Brano proposto:
◇ ◇ ◇ ◇ ◇

L’Italia è il Paese delle caste e delle corporazioni, ma da qualche tempo a questa parte sembra che le cose stiano cambiando, muovendosi verso una maggiore liberalizzazione dei settori professionali che indurrà ad un loro depotenziamento da una parte e a prezzi più bassi per gli utilizzatori finali dall’altra.

In particolar modo sono in via di cambiamento le norme che regolano l’attività degli avvocati, per via del parere positivo varato dal Consiglio di Stato in merito alle nuove condizioni di accesso al relativo albo professionale. Ciò significa che le regole a cui sottostare per iscriversi all’ordine degli avvocati stanno cambiando, anzi, a volerla dire tutta sono già cambiate sotto diversi punti di vista (alcuni dei quali anche piuttosto sostanziali)!

Requisiti per l’iscrizione all’albo forense: ecco cosa cambia

In primo luogo colui che vuole iscriversi all’albo professionale di sua competenza deve essere in possesso di una partita IVA, di conseguenza i legali assunti in qualità di dipendenti di uno studio professionale non possono più entrare a far parte dell’albo.

◇ ◇ ◇ ◇ ◇

Da fare: Riporta tutte le forme verbali al gerundio che compaiono nel brano sulle regole di iscrizione all'albo degli avvocati, contando anche le ripetizioni.

Contenuto del dataset:

◇ ◇ ◇ ◇ ◇

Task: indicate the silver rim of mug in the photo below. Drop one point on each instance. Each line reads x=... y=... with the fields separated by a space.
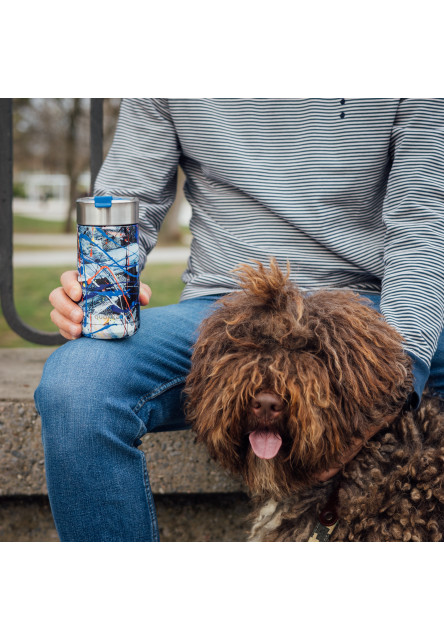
x=122 y=211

◇ ◇ ◇ ◇ ◇

Risposta:
- cambiando (in "stiano cambiando")
- muovendosi
- cambiando (in "stanno cambiando")